● **Work required**
For each line of the data below that holds "pointed", copy the line.
** Opening Data for the task block **
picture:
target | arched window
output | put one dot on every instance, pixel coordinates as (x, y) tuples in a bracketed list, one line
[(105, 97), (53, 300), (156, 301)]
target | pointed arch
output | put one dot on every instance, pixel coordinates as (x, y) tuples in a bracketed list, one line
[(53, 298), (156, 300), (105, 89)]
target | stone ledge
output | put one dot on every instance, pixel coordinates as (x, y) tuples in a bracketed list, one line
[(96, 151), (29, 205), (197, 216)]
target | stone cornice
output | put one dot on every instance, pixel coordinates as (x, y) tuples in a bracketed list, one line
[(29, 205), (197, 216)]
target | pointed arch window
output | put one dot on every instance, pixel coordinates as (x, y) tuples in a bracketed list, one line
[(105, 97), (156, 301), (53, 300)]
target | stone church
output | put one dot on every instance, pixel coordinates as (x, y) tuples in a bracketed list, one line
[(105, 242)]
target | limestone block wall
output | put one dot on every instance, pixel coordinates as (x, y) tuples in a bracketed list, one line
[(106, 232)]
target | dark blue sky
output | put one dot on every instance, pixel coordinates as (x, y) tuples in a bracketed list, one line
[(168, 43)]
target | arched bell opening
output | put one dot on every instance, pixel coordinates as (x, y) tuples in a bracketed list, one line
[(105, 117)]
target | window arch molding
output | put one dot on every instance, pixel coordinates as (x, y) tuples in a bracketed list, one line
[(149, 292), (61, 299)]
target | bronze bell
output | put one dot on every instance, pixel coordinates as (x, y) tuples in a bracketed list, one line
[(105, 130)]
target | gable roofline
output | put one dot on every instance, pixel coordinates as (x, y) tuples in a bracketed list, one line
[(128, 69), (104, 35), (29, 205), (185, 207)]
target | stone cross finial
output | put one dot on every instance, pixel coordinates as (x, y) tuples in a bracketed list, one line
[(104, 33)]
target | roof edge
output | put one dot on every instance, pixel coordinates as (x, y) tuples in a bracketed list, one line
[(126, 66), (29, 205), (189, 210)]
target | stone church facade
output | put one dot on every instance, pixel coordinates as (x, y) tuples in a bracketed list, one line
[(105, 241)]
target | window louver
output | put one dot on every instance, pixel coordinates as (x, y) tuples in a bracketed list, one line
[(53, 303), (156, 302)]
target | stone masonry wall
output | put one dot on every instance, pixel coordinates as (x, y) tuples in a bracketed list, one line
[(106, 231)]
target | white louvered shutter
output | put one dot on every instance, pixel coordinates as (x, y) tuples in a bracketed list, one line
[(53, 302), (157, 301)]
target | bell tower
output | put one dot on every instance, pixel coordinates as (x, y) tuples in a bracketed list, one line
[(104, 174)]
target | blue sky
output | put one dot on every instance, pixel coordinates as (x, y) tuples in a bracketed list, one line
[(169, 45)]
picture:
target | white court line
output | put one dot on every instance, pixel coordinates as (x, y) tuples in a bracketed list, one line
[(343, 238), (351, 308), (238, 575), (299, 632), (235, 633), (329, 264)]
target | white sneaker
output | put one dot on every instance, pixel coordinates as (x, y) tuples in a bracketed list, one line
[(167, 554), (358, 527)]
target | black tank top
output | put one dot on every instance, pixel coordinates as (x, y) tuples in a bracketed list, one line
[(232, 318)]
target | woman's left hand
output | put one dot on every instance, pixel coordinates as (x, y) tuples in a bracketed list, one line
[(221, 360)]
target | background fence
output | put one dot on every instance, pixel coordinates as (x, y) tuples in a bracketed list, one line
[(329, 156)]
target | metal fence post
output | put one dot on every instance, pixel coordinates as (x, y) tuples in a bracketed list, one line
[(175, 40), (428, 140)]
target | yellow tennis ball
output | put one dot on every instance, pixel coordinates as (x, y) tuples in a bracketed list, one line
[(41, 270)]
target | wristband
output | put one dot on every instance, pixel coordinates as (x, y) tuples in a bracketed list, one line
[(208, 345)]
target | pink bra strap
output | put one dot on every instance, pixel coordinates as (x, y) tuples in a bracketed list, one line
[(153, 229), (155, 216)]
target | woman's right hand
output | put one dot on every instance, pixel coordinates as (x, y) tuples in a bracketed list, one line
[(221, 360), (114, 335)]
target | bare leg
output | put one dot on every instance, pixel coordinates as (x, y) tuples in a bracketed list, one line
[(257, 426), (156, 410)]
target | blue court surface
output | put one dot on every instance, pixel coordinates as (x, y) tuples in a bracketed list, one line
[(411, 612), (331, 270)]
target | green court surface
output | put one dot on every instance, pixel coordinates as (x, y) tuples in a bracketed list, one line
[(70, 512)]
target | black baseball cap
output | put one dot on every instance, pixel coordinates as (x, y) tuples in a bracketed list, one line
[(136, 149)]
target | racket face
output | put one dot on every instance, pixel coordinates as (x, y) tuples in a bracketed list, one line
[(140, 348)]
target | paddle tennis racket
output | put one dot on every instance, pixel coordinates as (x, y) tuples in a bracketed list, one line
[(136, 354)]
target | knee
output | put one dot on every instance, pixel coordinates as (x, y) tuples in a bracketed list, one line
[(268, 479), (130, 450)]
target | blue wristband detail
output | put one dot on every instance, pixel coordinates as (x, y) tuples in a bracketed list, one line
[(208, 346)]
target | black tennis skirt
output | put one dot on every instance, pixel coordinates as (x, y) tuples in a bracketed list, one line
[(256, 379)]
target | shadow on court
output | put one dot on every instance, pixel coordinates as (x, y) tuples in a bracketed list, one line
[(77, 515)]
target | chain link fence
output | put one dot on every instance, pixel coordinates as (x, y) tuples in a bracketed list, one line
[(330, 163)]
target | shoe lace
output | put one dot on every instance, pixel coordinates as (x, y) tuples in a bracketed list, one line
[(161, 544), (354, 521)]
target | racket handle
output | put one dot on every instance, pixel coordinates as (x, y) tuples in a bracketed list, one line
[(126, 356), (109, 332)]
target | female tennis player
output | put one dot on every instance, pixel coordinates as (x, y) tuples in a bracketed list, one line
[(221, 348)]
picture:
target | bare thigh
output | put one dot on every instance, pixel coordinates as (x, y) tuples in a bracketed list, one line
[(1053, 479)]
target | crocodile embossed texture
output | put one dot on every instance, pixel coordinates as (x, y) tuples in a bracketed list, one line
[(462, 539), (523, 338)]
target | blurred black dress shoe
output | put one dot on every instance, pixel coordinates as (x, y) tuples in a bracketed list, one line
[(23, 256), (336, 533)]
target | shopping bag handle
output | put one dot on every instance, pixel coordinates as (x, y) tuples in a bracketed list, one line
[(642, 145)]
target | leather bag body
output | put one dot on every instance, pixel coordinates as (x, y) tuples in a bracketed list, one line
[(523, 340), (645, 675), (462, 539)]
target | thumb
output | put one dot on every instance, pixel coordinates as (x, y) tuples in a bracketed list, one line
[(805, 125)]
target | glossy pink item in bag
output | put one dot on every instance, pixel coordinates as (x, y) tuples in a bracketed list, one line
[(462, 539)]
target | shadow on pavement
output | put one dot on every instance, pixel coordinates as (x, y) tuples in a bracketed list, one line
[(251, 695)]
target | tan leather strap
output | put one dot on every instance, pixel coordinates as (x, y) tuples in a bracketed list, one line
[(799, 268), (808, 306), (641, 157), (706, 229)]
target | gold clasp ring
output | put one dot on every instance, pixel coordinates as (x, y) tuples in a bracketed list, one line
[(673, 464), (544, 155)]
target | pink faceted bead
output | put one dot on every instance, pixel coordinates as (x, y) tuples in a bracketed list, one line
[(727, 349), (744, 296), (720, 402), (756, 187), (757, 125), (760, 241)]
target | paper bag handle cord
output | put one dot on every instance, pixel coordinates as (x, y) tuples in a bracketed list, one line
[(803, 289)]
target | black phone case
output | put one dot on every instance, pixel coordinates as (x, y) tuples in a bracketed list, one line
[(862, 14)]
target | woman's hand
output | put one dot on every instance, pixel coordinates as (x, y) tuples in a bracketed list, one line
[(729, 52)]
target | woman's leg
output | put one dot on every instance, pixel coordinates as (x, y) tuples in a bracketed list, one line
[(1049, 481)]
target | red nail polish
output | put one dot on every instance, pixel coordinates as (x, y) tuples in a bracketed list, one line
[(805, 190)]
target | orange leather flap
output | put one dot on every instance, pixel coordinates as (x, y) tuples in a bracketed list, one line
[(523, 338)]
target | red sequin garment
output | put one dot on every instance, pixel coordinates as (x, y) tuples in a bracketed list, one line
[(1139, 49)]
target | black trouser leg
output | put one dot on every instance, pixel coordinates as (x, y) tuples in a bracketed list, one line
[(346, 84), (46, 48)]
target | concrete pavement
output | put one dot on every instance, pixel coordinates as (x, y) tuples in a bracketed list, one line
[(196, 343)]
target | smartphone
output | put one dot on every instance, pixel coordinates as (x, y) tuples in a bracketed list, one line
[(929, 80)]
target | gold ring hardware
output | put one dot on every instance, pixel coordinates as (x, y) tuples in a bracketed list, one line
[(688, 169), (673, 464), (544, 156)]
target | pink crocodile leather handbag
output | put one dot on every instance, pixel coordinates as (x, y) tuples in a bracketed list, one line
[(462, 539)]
** Closing Data for the task block **
● **Reply**
target | pointed arch
target | pointed arch window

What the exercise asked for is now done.